INSTRUCTION: The records are to be restated in their entirety, word for word.

SUPPLIED MATERIAL:
* * * * * * * * *

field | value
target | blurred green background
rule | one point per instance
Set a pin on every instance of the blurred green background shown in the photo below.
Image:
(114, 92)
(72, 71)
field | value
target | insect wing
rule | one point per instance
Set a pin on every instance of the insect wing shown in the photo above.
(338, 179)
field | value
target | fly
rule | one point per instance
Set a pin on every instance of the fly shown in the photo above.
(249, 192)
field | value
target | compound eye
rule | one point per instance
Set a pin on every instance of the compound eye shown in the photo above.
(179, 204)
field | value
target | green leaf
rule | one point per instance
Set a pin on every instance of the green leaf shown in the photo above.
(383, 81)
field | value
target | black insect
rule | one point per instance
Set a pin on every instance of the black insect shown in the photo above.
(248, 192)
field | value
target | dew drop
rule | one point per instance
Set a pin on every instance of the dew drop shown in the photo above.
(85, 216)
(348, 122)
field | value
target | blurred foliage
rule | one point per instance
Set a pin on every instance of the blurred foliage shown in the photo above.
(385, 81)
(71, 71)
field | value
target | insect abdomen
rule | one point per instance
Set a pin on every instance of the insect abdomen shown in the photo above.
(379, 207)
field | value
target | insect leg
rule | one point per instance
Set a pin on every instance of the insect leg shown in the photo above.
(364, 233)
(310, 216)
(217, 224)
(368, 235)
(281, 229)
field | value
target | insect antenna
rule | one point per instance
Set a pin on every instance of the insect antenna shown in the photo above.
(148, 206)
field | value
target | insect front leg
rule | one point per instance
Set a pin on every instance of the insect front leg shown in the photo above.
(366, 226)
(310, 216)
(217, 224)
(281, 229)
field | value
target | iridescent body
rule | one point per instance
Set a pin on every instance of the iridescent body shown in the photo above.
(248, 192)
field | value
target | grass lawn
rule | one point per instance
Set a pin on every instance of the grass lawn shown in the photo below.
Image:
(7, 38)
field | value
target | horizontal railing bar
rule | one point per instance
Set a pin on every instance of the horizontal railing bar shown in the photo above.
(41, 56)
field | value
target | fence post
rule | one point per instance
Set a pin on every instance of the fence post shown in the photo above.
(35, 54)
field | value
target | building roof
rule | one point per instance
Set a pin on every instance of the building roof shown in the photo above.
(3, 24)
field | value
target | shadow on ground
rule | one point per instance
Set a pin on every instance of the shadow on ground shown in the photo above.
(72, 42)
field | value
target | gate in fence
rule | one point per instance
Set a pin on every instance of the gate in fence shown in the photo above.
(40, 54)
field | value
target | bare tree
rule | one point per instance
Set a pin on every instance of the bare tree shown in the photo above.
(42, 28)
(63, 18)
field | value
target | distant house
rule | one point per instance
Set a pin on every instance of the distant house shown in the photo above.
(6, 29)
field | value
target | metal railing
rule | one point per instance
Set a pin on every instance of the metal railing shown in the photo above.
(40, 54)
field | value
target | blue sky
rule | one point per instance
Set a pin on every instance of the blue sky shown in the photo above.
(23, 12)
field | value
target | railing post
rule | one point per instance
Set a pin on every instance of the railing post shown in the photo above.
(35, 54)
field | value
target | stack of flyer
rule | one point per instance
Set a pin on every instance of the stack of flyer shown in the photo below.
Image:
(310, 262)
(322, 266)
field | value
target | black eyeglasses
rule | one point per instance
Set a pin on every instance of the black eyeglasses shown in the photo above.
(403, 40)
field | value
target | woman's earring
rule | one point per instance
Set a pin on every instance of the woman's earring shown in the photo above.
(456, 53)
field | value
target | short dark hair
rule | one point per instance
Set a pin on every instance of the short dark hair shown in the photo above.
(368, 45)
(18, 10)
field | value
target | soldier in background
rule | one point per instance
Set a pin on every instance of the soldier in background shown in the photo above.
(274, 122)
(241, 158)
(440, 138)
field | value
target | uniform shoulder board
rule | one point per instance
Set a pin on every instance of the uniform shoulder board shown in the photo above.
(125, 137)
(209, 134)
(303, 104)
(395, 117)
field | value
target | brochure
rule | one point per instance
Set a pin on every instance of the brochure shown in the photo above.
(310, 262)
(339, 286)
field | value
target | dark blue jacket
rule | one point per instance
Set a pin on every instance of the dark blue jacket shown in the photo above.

* * * * * * * * *

EXERCISE OUTPUT:
field | value
target | blurred green background
rule | one point per instance
Set a pin on every instance of the blurred green background shown in the photo below.
Image:
(114, 92)
(72, 71)
field | value
target | insect wing
rule | one point per instance
Set a pin on every instance of the insect wing shown in the photo above.
(338, 179)
field | value
target | fly
rule | one point per instance
Set a pin on every instance of the fly shown in the photo above.
(249, 192)
field | value
target | compound eye
rule | one point per instance
Set a pin on every instance of the compound eye shown in the photo above.
(179, 204)
field | value
target | green leaf
rule | one point per instance
Set a pin on every instance of the green leaf shown in the photo above.
(383, 81)
field | value
target | black insect
rule | one point per instance
Set a pin on every instance of the black insect shown in the photo above.
(248, 192)
field | value
target | dew drop
rule | one point per instance
Set a pin on every instance of the dew drop shown in the photo above.
(85, 216)
(348, 122)
field | value
target | blurred foliage
rule | one point per instance
Set a pin on every instance of the blurred foliage shown in the photo above.
(385, 81)
(71, 71)
field | value
target | insect abdomen
rule | one point per instance
Set a pin on every instance of the insect abdomen shown in the photo above.
(379, 207)
field | value
target | insect leg
rule | one point per instance
Set a pin on every instance of the insect leg shown in the photo above.
(364, 233)
(310, 216)
(217, 224)
(368, 235)
(281, 229)
field | value
target | insect antenna
rule | one point per instance
Set a pin on every instance of the insect antenna shown in the photo above.
(148, 206)
field | value
target | insect front leg
rule | one point per instance
Set a pin on every instance of the insect front leg shown in the photo above.
(366, 226)
(310, 216)
(217, 224)
(281, 229)
field | value
target | iridescent body
rule | one point per instance
Set a pin on every instance of the iridescent body shown in the photo above.
(248, 192)
field | value
target | grass lawn
rule | one point per instance
Set a pin on every instance of the grass lawn shown in the photo below.
Image:
(7, 38)
field | value
target | horizontal railing bar
rule | one point per instance
Set a pin on every instance of the horizontal railing bar shown in the photo above.
(41, 56)
field | value
target | fence post
rule | one point per instance
Set a pin on every instance of the fence post shown in the photo above.
(35, 54)
field | value
target | building roof
rule | one point per instance
Set a pin on every instance of the building roof shown in the photo above.
(3, 24)
field | value
target | shadow on ground
rule | one point per instance
Set a pin on every instance of the shadow on ground shown in the photo above.
(72, 42)
field | value
target | gate in fence
rule | one point per instance
Set a pin on every instance of the gate in fence shown in the photo above.
(40, 54)
field | value
target | bare tree
rule | one point per instance
Set a pin on every instance of the bare tree shown in the photo above.
(42, 28)
(63, 18)
field | value
target | distant house
rule | one point per instance
Set a pin on every instance of the distant house shown in the photo above.
(6, 29)
field | value
target | metal railing
rule | one point per instance
Set a pin on every instance of the metal railing shown in the photo above.
(40, 54)
field | value
target | blue sky
rule | one point per instance
Set a pin on every instance of the blue sky shown in the photo above.
(23, 12)
field | value
target | railing post
rule | one point per instance
Set a pin on every instance of the railing post shown in the photo above.
(35, 54)
field | value
target | stack of flyer
rule | one point per instance
Set a pin on every instance of the stack of flyer shown in the photo below.
Image:
(310, 262)
(322, 266)
field | value
target | black eyeglasses
rule | one point per instance
Set a pin on every instance of the black eyeglasses shown in the photo above.
(403, 40)
field | value
target | woman's earring
rule | one point per instance
Set a pin on every instance of the woman's earring shown in the photo above.
(456, 53)
field | value
target | short dark hair
rule | one point per instance
Set a pin on every instance of the short dark hair shown in the photo above.
(368, 45)
(18, 10)
field | value
target | soldier in background
rule | one point per instance
Set a pin on every instance of the soldier in background shown in the photo above.
(274, 122)
(241, 158)
(440, 138)
field | value
target | uniform shoulder board
rule | one point per instance
Set a pin on every instance of the uniform shoulder board shown in the photo above.
(125, 137)
(209, 134)
(303, 104)
(395, 117)
field | value
target | brochure
rule | one point per instance
Set a pin on every instance of the brochure shown in the photo above.
(310, 262)
(339, 286)
field | value
target | dark blue jacket
rule | one point per instance
Set a pin on every instance of the dark blue jacket shown in the photo above.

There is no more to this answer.